'''

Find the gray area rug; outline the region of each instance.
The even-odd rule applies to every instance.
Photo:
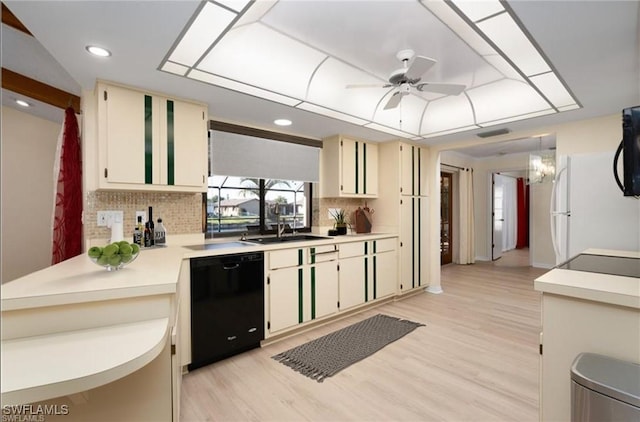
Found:
[[[318,382],[337,374],[424,324],[378,314],[272,356]]]

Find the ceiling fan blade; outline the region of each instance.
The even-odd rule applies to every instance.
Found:
[[[408,80],[420,79],[436,63],[435,60],[429,57],[416,56],[404,76]]]
[[[418,91],[437,92],[438,94],[460,95],[466,86],[460,84],[438,84],[423,82],[416,85]]]
[[[387,104],[385,104],[384,109],[385,110],[390,110],[392,108],[396,108],[398,107],[398,105],[400,104],[400,100],[402,99],[402,95],[400,95],[400,92],[395,92],[391,98],[389,98],[389,101],[387,101]]]
[[[349,84],[347,86],[345,86],[345,88],[347,89],[352,89],[352,88],[386,88],[386,85],[381,85],[381,84]]]

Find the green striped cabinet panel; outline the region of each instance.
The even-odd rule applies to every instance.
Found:
[[[338,311],[335,245],[271,251],[266,265],[267,335]]]
[[[409,196],[428,195],[429,150],[411,144],[400,144],[400,193]]]
[[[205,192],[207,108],[99,83],[99,188]]]
[[[321,154],[321,197],[378,197],[376,143],[334,136],[322,141]]]
[[[429,198],[400,199],[400,279],[398,292],[428,286]]]

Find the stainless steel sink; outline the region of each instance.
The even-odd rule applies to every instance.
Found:
[[[272,244],[272,243],[286,243],[286,242],[303,242],[308,240],[322,240],[329,239],[326,236],[315,236],[312,234],[294,234],[294,235],[285,235],[282,237],[254,237],[251,239],[247,239],[247,242],[257,243],[257,244]]]

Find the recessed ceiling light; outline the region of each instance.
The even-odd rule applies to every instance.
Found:
[[[98,57],[109,57],[111,55],[111,52],[106,48],[98,47],[95,45],[88,45],[86,49],[89,53]]]
[[[31,107],[31,104],[29,104],[24,100],[16,100],[16,104],[18,104],[21,107]]]
[[[273,121],[273,123],[277,124],[278,126],[291,126],[291,120],[288,119],[276,119]]]

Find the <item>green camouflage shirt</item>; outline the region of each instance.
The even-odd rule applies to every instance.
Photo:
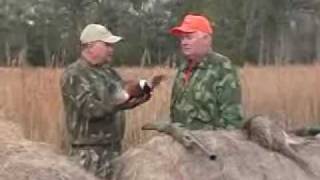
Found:
[[[171,119],[192,129],[238,127],[242,121],[241,90],[236,69],[221,54],[210,52],[184,85],[182,64],[171,98]]]
[[[122,86],[108,64],[93,67],[80,58],[65,69],[61,87],[70,145],[120,147],[125,117],[115,99]]]

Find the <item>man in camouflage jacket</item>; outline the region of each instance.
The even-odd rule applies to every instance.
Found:
[[[208,19],[189,14],[170,33],[179,37],[186,59],[173,85],[172,121],[192,130],[239,126],[239,77],[230,60],[212,50],[213,29]]]
[[[81,33],[81,57],[68,66],[61,79],[70,156],[98,177],[112,174],[111,160],[121,152],[123,110],[150,98],[131,98],[118,73],[110,67],[114,36],[99,24]]]

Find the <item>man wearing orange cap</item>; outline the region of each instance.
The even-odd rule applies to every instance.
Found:
[[[185,57],[172,90],[172,121],[192,130],[240,125],[239,78],[230,60],[212,50],[214,26],[204,16],[189,14],[170,33],[180,39]]]

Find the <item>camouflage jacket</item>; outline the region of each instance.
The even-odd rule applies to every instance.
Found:
[[[114,99],[122,86],[109,65],[92,67],[80,58],[65,69],[61,88],[70,145],[119,146],[125,117]]]
[[[241,90],[236,69],[230,60],[210,52],[192,71],[184,84],[182,64],[177,71],[171,97],[171,119],[196,129],[216,129],[239,126]]]

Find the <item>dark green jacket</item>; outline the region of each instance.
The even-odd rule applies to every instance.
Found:
[[[80,58],[65,69],[61,88],[70,145],[119,147],[125,117],[115,100],[122,86],[109,65],[93,67]]]
[[[210,52],[184,85],[182,64],[177,71],[171,99],[171,119],[196,129],[238,126],[242,121],[239,77],[230,60]]]

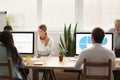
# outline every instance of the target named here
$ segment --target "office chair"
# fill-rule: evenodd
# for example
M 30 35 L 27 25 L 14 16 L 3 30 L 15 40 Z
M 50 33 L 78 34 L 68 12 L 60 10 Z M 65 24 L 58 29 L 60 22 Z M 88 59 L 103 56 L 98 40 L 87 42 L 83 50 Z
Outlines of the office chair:
M 0 66 L 2 67 L 8 67 L 8 75 L 3 75 L 0 74 L 0 79 L 9 79 L 9 80 L 13 80 L 13 74 L 12 74 L 12 60 L 11 58 L 8 59 L 7 62 L 0 62 Z
M 89 75 L 87 74 L 88 67 L 105 67 L 108 68 L 107 75 Z M 87 59 L 84 59 L 84 67 L 82 71 L 83 80 L 87 79 L 97 79 L 97 80 L 111 80 L 111 60 L 109 59 L 106 63 L 95 63 L 95 62 L 87 62 Z

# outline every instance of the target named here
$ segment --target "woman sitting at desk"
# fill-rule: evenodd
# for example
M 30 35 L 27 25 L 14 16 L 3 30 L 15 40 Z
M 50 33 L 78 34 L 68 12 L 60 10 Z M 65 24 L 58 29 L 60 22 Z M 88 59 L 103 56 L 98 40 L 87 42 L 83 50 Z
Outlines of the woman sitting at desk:
M 38 57 L 54 55 L 54 42 L 47 34 L 46 25 L 39 26 L 38 35 Z
M 9 31 L 3 31 L 0 34 L 0 51 L 0 61 L 7 61 L 8 58 L 12 59 L 13 80 L 23 80 L 18 67 L 25 67 L 25 65 L 22 63 L 22 58 L 14 46 L 13 37 Z M 0 67 L 0 74 L 8 74 L 6 70 L 7 67 Z
M 53 56 L 54 55 L 54 42 L 47 34 L 46 25 L 42 24 L 38 28 L 38 58 L 41 56 Z M 38 72 L 43 72 L 43 78 L 46 77 L 49 70 L 46 69 L 34 69 L 33 74 L 38 75 Z M 33 76 L 34 79 L 38 79 Z

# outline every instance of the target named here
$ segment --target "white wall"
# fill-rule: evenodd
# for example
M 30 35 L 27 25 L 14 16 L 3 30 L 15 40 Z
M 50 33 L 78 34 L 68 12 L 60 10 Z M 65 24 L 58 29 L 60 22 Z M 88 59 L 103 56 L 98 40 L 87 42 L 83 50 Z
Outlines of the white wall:
M 48 35 L 54 40 L 55 56 L 59 55 L 60 36 L 63 37 L 63 32 L 48 32 Z
M 3 27 L 6 25 L 6 13 L 5 11 L 0 11 L 0 31 L 3 30 Z

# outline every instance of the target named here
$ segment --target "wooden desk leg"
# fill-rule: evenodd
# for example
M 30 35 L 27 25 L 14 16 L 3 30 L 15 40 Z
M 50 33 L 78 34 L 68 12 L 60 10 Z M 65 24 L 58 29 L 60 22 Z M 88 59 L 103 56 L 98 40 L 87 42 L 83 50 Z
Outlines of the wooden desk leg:
M 80 80 L 80 75 L 81 75 L 82 73 L 81 73 L 81 71 L 80 72 L 78 72 L 78 77 L 77 77 L 77 80 Z
M 33 76 L 33 80 L 39 80 L 39 71 L 38 71 L 38 69 L 33 69 L 32 70 L 32 76 Z
M 54 70 L 53 70 L 53 69 L 50 69 L 50 70 L 49 70 L 49 74 L 50 74 L 51 80 L 56 80 L 56 76 L 55 76 L 55 73 L 54 73 Z
M 49 74 L 50 80 L 54 80 L 53 79 L 53 74 L 51 73 L 51 70 L 48 70 L 48 74 Z
M 48 71 L 44 70 L 42 80 L 48 80 Z
M 52 74 L 53 74 L 54 80 L 56 80 L 56 76 L 55 76 L 54 70 L 52 69 L 51 72 L 52 72 Z

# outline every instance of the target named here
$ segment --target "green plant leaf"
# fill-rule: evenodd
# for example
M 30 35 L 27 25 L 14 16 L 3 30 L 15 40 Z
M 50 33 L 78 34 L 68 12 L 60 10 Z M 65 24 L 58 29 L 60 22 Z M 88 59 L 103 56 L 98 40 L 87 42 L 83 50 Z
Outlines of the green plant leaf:
M 6 24 L 10 25 L 10 18 L 9 17 L 6 17 Z
M 59 47 L 60 47 L 60 49 L 62 49 L 62 46 L 61 46 L 61 44 L 59 43 Z
M 61 47 L 62 47 L 62 48 L 65 48 L 64 43 L 63 43 L 63 40 L 62 40 L 62 37 L 61 37 L 61 36 L 60 36 L 60 43 L 61 43 Z
M 77 25 L 78 25 L 78 23 L 76 23 L 76 24 L 75 24 L 74 33 L 73 33 L 73 38 L 75 37 L 75 35 L 74 35 L 74 34 L 76 33 L 76 30 L 77 30 Z
M 66 30 L 66 24 L 64 24 L 64 42 L 65 42 L 65 47 L 67 47 L 67 30 Z
M 75 32 L 77 30 L 77 23 L 75 24 L 73 35 L 71 34 L 71 24 L 66 27 L 64 25 L 64 39 L 60 36 L 60 44 L 59 47 L 62 50 L 67 50 L 64 54 L 65 56 L 74 56 L 75 53 Z
M 67 37 L 68 37 L 68 39 L 67 39 L 67 50 L 68 50 L 68 53 L 70 53 L 69 51 L 70 51 L 70 46 L 71 46 L 71 24 L 69 25 L 69 27 L 68 27 L 68 30 L 67 30 Z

'''

How many lines of these entries contain "camouflage"? Answer with the number and nothing else.

Solution to the exercise => 3